(What the exercise asks)
All lines from the one containing "task | identify every instance of the white ski pants" down to the one containing "task | identify every instance of the red-tipped", both ends included, are to be given again exactly; omit the rest of the listing below.

(Entries provided)

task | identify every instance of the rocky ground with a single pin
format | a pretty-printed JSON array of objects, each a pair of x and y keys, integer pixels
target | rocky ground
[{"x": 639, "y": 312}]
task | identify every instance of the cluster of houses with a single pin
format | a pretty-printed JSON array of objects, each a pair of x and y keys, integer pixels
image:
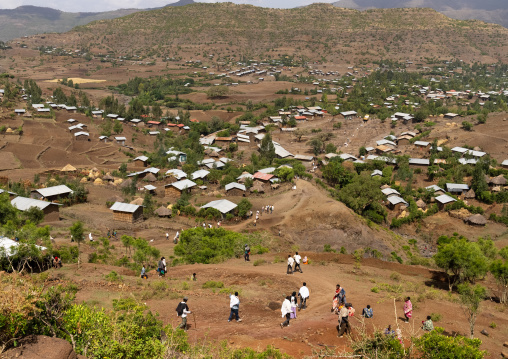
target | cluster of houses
[{"x": 45, "y": 199}]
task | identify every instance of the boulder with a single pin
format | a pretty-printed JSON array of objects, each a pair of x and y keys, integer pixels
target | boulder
[{"x": 42, "y": 347}]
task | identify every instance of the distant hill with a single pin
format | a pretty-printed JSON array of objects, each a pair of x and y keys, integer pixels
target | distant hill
[
  {"x": 493, "y": 11},
  {"x": 316, "y": 32},
  {"x": 30, "y": 20}
]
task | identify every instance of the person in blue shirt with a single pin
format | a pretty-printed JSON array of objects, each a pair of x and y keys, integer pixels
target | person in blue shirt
[{"x": 368, "y": 312}]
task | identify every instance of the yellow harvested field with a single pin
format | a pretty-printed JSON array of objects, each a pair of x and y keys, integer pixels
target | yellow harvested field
[{"x": 78, "y": 80}]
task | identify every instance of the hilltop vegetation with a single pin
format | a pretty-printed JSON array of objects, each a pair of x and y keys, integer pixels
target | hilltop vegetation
[{"x": 317, "y": 32}]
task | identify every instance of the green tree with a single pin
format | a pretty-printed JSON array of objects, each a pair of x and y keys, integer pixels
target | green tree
[
  {"x": 77, "y": 233},
  {"x": 267, "y": 149},
  {"x": 217, "y": 92},
  {"x": 118, "y": 128},
  {"x": 361, "y": 193},
  {"x": 499, "y": 270},
  {"x": 471, "y": 298},
  {"x": 244, "y": 207},
  {"x": 335, "y": 174},
  {"x": 461, "y": 260},
  {"x": 317, "y": 145}
]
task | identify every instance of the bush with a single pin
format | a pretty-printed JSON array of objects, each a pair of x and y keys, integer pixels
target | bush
[
  {"x": 259, "y": 262},
  {"x": 199, "y": 245},
  {"x": 212, "y": 284}
]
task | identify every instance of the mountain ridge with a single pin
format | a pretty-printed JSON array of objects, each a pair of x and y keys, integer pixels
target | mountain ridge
[
  {"x": 317, "y": 31},
  {"x": 28, "y": 20},
  {"x": 492, "y": 11}
]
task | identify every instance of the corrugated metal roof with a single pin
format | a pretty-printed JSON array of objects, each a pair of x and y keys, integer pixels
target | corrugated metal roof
[
  {"x": 183, "y": 184},
  {"x": 396, "y": 200},
  {"x": 235, "y": 185},
  {"x": 222, "y": 205},
  {"x": 456, "y": 187},
  {"x": 124, "y": 207},
  {"x": 445, "y": 199},
  {"x": 200, "y": 174},
  {"x": 53, "y": 191},
  {"x": 262, "y": 176},
  {"x": 179, "y": 174},
  {"x": 419, "y": 161},
  {"x": 23, "y": 203}
]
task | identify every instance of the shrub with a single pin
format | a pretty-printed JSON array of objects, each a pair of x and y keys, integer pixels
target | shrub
[
  {"x": 113, "y": 277},
  {"x": 212, "y": 284}
]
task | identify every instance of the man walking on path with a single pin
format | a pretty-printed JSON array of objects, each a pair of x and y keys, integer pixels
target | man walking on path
[
  {"x": 286, "y": 312},
  {"x": 344, "y": 320},
  {"x": 182, "y": 310},
  {"x": 304, "y": 295},
  {"x": 246, "y": 253},
  {"x": 298, "y": 259},
  {"x": 234, "y": 304},
  {"x": 290, "y": 265}
]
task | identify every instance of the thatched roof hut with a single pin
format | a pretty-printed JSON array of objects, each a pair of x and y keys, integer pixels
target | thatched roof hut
[
  {"x": 258, "y": 186},
  {"x": 115, "y": 199},
  {"x": 421, "y": 204},
  {"x": 163, "y": 212},
  {"x": 137, "y": 201},
  {"x": 150, "y": 178},
  {"x": 68, "y": 168},
  {"x": 476, "y": 219},
  {"x": 126, "y": 183},
  {"x": 498, "y": 180},
  {"x": 470, "y": 194},
  {"x": 108, "y": 178}
]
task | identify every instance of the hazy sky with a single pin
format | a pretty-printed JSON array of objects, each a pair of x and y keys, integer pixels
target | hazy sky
[{"x": 102, "y": 5}]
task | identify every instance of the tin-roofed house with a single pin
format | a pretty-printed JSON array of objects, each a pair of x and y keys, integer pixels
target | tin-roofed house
[
  {"x": 125, "y": 212},
  {"x": 141, "y": 161},
  {"x": 51, "y": 210},
  {"x": 51, "y": 193},
  {"x": 222, "y": 205},
  {"x": 176, "y": 189},
  {"x": 235, "y": 189}
]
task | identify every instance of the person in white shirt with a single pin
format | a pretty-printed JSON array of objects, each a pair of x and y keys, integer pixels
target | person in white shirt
[
  {"x": 304, "y": 295},
  {"x": 286, "y": 312},
  {"x": 298, "y": 259},
  {"x": 290, "y": 265},
  {"x": 182, "y": 310},
  {"x": 234, "y": 305}
]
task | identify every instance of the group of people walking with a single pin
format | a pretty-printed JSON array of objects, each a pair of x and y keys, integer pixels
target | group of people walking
[
  {"x": 290, "y": 304},
  {"x": 295, "y": 261}
]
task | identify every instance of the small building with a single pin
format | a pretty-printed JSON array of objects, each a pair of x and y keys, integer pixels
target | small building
[
  {"x": 457, "y": 188},
  {"x": 126, "y": 212},
  {"x": 176, "y": 189},
  {"x": 348, "y": 115},
  {"x": 438, "y": 191},
  {"x": 396, "y": 203},
  {"x": 443, "y": 200},
  {"x": 175, "y": 175},
  {"x": 200, "y": 174},
  {"x": 235, "y": 189},
  {"x": 141, "y": 161},
  {"x": 51, "y": 193},
  {"x": 120, "y": 140},
  {"x": 419, "y": 162},
  {"x": 222, "y": 205},
  {"x": 51, "y": 210}
]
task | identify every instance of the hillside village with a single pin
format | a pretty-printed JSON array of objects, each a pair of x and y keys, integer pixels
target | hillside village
[{"x": 380, "y": 173}]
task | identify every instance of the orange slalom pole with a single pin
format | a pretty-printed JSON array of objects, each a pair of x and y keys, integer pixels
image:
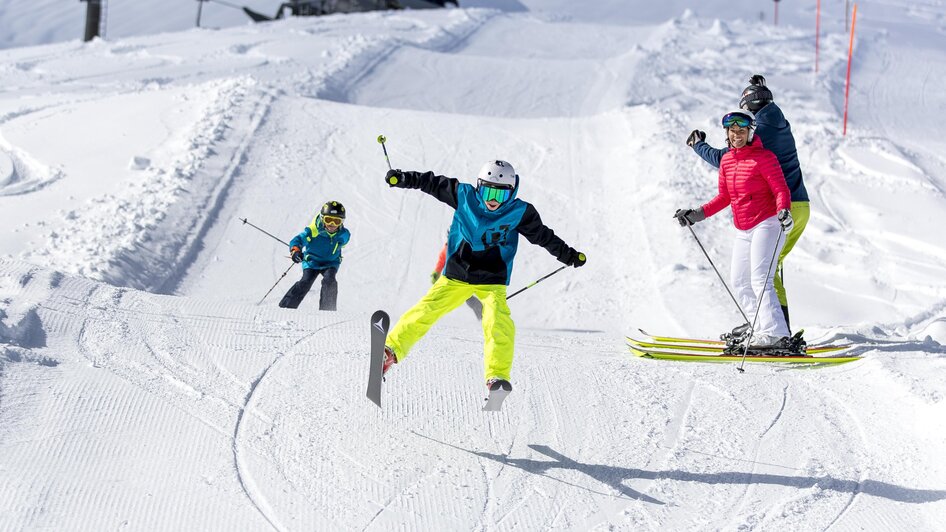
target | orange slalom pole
[
  {"x": 817, "y": 32},
  {"x": 850, "y": 53}
]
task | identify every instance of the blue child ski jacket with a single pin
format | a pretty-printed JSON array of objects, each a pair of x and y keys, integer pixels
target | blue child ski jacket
[
  {"x": 776, "y": 135},
  {"x": 321, "y": 250},
  {"x": 482, "y": 244}
]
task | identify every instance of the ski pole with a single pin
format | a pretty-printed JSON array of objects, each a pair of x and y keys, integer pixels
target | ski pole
[
  {"x": 537, "y": 281},
  {"x": 778, "y": 240},
  {"x": 381, "y": 140},
  {"x": 728, "y": 291},
  {"x": 277, "y": 282},
  {"x": 262, "y": 231}
]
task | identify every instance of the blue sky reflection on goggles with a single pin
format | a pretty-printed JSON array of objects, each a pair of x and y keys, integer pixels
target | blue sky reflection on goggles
[
  {"x": 737, "y": 119},
  {"x": 494, "y": 193}
]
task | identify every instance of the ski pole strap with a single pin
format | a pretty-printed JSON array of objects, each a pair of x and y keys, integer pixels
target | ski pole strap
[
  {"x": 537, "y": 281},
  {"x": 381, "y": 141},
  {"x": 245, "y": 222}
]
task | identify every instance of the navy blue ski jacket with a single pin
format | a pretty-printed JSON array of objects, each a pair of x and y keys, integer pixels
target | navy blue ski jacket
[
  {"x": 321, "y": 250},
  {"x": 776, "y": 135}
]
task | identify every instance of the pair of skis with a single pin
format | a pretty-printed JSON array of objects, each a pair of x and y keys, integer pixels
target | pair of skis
[
  {"x": 701, "y": 350},
  {"x": 380, "y": 322}
]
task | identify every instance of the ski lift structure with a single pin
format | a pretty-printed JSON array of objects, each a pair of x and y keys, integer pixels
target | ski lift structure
[{"x": 314, "y": 8}]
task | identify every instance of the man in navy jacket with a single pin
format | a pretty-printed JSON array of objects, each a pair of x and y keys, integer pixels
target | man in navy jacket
[{"x": 776, "y": 135}]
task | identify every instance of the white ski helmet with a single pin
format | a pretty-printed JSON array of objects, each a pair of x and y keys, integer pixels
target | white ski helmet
[
  {"x": 498, "y": 173},
  {"x": 743, "y": 116}
]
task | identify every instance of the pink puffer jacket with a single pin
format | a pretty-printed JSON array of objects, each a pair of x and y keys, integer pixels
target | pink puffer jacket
[{"x": 751, "y": 180}]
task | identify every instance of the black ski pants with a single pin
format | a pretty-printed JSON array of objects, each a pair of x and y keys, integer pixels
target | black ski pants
[{"x": 327, "y": 297}]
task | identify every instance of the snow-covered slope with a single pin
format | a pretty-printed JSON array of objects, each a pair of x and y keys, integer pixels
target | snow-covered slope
[{"x": 142, "y": 387}]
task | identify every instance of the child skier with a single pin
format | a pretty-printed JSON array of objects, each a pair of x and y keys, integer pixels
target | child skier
[
  {"x": 319, "y": 248},
  {"x": 751, "y": 181},
  {"x": 481, "y": 246}
]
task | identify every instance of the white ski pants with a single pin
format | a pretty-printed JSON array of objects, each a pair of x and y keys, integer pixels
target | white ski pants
[{"x": 753, "y": 275}]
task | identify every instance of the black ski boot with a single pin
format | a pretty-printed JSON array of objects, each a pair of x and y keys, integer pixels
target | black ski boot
[{"x": 735, "y": 336}]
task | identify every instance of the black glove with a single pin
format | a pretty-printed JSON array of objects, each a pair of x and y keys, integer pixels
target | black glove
[
  {"x": 394, "y": 177},
  {"x": 785, "y": 218},
  {"x": 689, "y": 216},
  {"x": 576, "y": 259},
  {"x": 696, "y": 136}
]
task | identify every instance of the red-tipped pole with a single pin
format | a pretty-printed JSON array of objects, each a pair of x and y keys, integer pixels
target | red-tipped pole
[{"x": 850, "y": 54}]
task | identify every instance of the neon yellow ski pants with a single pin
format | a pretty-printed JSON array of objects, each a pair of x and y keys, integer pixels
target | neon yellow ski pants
[
  {"x": 801, "y": 211},
  {"x": 499, "y": 332}
]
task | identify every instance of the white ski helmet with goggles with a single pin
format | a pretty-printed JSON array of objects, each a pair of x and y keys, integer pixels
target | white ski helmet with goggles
[
  {"x": 742, "y": 118},
  {"x": 497, "y": 181}
]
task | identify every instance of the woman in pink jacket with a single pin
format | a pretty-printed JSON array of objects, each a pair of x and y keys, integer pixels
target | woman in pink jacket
[{"x": 751, "y": 182}]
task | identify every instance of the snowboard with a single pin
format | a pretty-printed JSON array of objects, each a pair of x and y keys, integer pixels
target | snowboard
[
  {"x": 379, "y": 333},
  {"x": 497, "y": 394}
]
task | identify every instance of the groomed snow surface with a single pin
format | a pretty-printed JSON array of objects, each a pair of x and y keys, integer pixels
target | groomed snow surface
[{"x": 143, "y": 388}]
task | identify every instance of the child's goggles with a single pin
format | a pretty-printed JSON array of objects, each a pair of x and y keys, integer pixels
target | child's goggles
[
  {"x": 493, "y": 192},
  {"x": 736, "y": 119}
]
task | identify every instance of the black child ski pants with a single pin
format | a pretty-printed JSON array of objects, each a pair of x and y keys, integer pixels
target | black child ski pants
[{"x": 327, "y": 297}]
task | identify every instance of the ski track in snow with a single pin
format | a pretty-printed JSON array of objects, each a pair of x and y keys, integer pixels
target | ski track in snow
[{"x": 266, "y": 439}]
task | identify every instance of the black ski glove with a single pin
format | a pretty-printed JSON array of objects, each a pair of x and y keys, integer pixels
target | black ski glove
[
  {"x": 785, "y": 218},
  {"x": 576, "y": 259},
  {"x": 696, "y": 136},
  {"x": 394, "y": 177},
  {"x": 689, "y": 216}
]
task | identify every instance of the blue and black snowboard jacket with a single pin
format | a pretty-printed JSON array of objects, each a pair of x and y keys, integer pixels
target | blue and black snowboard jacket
[
  {"x": 481, "y": 244},
  {"x": 776, "y": 135},
  {"x": 321, "y": 250}
]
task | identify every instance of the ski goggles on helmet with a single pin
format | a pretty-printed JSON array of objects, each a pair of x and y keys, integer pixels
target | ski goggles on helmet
[
  {"x": 493, "y": 192},
  {"x": 736, "y": 119}
]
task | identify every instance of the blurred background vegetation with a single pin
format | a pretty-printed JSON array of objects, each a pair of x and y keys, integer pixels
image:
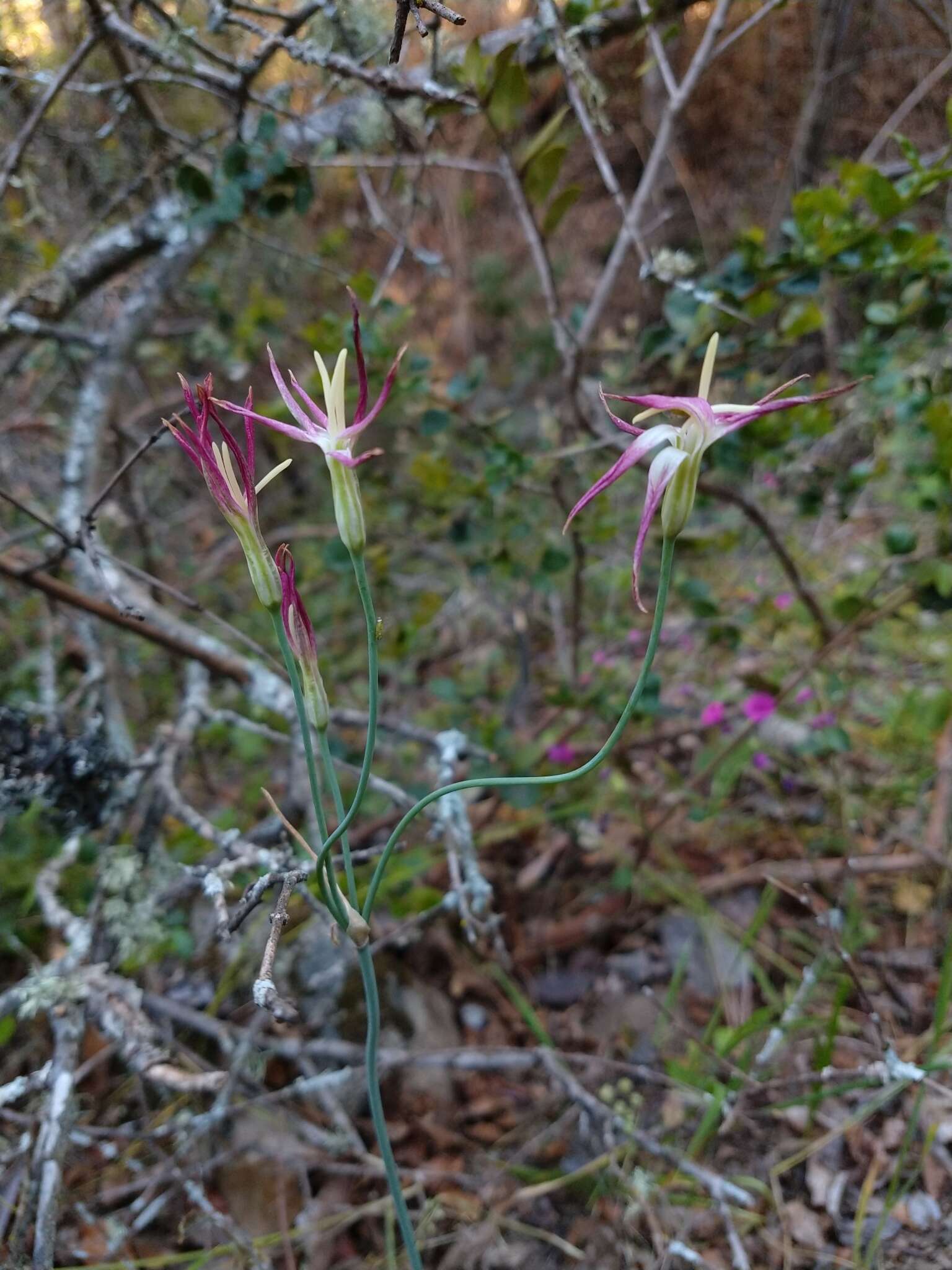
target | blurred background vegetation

(Final answer)
task | identify every instance of the white ski pants with a single pin
format | a pretty-printed JSON array of objects, each a pair of x and y keys, integer pixels
target | white ski pants
[{"x": 753, "y": 275}]
task | identify every instance of the black ski boot with a single pin
format | a pretty-printed JSON array of objects, each a pair of x and y keys, integer pixels
target | black ski boot
[{"x": 735, "y": 336}]
task | identify every instance of the black glove with a single pin
format | a pretty-printed JSON array of objects, each a pair of x and y keys, integer pixels
target | black glove
[
  {"x": 394, "y": 177},
  {"x": 785, "y": 218},
  {"x": 689, "y": 216},
  {"x": 576, "y": 259},
  {"x": 696, "y": 136}
]
task | identify every instance of the red-tipped pole with a single pin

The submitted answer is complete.